--- Start Dataset content ---

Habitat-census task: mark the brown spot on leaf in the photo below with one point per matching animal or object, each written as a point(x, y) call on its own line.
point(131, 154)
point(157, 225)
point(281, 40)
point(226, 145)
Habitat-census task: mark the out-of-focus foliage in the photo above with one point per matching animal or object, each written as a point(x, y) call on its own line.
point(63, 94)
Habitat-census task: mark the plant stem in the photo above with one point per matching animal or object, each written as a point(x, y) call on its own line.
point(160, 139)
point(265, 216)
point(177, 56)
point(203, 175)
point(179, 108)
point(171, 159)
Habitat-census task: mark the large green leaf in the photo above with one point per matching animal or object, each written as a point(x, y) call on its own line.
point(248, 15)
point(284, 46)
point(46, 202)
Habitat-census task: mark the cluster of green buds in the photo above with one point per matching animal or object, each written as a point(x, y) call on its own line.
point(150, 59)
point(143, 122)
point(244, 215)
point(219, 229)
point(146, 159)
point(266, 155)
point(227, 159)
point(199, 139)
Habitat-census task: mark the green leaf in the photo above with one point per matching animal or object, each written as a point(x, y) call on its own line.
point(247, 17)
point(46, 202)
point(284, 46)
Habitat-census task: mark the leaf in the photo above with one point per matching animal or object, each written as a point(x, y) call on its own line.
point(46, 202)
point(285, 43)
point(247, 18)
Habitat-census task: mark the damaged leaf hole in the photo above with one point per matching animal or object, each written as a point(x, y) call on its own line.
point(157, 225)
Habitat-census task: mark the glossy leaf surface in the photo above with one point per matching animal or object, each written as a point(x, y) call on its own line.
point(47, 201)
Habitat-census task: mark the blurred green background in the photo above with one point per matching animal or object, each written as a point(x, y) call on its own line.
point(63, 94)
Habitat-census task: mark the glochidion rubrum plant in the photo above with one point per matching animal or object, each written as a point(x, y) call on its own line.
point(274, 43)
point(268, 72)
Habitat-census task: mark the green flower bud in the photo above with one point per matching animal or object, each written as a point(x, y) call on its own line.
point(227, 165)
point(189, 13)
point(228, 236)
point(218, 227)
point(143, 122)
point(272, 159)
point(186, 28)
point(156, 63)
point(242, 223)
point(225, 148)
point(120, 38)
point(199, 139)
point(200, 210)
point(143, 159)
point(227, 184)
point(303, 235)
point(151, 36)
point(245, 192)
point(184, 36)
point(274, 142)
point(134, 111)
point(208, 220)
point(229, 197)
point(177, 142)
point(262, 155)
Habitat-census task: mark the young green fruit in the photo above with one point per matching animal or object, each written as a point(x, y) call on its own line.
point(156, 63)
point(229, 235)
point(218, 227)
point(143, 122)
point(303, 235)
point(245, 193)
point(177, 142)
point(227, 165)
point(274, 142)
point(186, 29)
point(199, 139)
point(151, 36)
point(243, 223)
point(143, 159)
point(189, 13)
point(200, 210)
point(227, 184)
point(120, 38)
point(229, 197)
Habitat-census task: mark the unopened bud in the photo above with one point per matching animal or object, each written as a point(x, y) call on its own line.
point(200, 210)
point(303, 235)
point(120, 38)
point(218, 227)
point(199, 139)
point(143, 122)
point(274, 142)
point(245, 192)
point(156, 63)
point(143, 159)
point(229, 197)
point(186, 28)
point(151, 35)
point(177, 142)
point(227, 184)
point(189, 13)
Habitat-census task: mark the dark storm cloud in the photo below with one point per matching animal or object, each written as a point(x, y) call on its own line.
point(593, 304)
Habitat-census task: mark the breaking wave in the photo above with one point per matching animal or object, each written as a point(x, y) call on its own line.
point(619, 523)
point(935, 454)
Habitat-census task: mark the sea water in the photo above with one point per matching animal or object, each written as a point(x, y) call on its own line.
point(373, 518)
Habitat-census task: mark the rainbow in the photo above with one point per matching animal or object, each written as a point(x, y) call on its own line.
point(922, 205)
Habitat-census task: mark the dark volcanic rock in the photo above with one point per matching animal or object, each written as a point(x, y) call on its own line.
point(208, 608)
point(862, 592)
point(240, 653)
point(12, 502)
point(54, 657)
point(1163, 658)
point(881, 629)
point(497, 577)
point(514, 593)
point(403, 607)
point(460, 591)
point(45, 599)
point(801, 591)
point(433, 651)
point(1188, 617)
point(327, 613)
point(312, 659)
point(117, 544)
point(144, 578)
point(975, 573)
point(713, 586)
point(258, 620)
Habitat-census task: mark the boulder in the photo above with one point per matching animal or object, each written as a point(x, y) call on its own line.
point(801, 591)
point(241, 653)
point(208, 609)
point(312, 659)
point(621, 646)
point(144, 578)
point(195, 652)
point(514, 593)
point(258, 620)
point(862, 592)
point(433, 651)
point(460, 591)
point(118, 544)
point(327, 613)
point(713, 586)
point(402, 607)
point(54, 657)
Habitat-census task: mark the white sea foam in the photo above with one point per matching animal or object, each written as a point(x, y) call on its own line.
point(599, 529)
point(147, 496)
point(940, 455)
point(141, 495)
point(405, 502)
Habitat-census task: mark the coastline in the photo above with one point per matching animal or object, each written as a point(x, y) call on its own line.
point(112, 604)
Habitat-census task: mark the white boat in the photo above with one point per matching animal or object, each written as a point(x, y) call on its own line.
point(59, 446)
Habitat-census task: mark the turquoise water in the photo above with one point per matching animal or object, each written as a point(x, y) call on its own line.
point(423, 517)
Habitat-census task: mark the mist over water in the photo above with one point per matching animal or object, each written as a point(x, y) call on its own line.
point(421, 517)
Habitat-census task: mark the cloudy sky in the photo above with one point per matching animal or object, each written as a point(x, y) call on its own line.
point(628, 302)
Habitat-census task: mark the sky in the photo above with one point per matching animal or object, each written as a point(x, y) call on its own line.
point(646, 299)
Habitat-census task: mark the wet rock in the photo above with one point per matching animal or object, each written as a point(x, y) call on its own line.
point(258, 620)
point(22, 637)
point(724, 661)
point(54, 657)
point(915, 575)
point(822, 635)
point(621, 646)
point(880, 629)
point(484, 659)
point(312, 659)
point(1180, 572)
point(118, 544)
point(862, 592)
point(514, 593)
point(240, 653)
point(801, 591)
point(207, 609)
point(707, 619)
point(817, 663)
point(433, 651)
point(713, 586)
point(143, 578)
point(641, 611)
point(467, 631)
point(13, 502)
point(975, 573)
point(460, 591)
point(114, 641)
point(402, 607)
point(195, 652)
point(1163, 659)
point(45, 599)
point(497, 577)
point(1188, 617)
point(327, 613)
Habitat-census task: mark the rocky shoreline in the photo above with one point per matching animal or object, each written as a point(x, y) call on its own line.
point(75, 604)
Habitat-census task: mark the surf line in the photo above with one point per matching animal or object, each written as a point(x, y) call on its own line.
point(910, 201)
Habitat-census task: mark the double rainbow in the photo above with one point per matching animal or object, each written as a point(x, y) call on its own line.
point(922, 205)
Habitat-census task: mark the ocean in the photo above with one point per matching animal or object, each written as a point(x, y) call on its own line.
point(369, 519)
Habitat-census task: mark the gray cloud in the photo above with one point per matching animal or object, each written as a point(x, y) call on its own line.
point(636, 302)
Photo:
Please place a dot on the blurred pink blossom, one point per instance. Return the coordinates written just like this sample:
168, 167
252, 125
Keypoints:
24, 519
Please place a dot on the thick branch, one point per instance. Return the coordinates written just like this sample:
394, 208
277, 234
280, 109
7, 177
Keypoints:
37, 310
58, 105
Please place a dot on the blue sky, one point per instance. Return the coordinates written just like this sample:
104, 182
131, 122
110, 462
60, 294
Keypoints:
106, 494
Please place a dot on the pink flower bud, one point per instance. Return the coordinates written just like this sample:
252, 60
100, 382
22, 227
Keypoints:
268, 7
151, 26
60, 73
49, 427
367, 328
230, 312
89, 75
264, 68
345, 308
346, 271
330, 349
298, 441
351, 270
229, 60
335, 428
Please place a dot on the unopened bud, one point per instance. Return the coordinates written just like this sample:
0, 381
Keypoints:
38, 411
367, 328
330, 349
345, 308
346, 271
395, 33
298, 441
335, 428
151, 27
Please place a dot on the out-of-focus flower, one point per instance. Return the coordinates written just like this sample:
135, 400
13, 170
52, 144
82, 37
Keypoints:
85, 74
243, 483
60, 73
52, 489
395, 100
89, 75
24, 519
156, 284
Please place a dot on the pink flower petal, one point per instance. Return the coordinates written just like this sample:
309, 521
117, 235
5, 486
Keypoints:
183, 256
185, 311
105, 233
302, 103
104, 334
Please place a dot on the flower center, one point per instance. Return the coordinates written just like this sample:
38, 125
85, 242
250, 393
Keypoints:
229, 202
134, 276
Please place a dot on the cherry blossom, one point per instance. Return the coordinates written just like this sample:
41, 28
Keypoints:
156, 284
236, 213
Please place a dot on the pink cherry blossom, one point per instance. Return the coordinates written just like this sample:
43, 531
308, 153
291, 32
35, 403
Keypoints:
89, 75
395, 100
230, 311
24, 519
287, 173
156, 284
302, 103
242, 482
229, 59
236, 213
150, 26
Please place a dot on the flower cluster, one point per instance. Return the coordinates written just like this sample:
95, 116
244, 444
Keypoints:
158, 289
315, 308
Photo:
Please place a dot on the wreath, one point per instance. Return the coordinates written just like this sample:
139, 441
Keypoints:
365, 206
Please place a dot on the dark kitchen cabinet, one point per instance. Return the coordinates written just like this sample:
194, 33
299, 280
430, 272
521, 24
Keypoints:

--- End Dataset content ---

» Given task: Output as a numbered list the lines of the records starting at the one containing "Habitat-census task: mark the plant" and ending at the one containing "point(171, 159)", leaving out any blank lines.

» Correct output:
1. Habitat-census task: mark the plant stem in the photo above with one point per matching animal or object, each written as a point(x, y) call on its own line.
2. point(160, 139)
3. point(265, 216)
4. point(177, 56)
5. point(203, 175)
6. point(179, 108)
7. point(171, 159)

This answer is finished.